--- START ---

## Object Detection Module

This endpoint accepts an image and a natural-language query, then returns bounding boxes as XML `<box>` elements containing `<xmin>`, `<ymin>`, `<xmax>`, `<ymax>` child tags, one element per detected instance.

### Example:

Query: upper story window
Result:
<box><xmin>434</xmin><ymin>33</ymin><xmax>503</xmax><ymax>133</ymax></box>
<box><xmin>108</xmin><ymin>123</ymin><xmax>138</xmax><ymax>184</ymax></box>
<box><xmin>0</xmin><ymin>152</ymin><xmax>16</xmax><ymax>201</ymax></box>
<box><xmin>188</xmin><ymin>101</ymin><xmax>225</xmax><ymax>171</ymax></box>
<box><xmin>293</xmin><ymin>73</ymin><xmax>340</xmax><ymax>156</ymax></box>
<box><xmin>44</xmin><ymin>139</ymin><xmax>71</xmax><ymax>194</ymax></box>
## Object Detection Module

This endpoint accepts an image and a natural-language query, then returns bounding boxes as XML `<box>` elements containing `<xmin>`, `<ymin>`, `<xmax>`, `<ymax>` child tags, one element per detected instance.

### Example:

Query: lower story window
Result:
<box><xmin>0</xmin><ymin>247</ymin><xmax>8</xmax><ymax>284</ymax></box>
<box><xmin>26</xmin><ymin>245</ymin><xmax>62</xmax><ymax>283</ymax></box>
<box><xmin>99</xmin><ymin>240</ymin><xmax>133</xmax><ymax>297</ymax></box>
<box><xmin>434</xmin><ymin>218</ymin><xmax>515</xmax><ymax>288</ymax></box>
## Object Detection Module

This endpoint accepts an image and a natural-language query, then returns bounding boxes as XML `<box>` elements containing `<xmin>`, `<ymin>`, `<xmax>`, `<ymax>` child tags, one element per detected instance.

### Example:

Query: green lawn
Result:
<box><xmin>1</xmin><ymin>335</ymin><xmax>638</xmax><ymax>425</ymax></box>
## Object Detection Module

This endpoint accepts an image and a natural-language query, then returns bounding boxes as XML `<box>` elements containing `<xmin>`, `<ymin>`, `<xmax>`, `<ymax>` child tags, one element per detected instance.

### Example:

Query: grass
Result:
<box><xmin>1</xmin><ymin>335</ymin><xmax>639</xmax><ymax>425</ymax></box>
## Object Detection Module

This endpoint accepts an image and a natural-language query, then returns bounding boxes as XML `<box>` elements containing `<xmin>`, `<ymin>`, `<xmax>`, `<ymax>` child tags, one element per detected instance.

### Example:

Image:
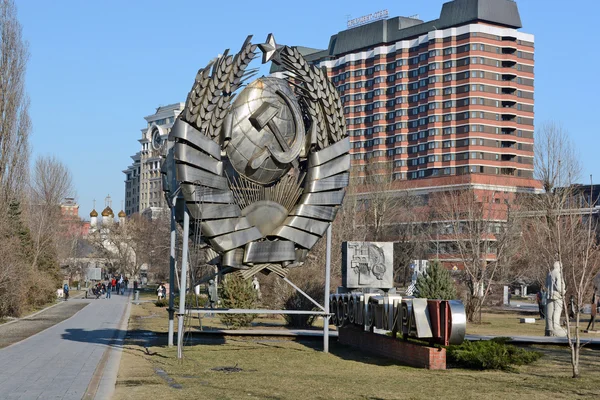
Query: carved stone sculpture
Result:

--- END ---

### WHAT THIS TASK INVOLVES:
Scan the listing for the string "window" and copy every line that carries it.

### SOLUTION TO THE EXERCISE:
Query: upper story window
Query: lower story window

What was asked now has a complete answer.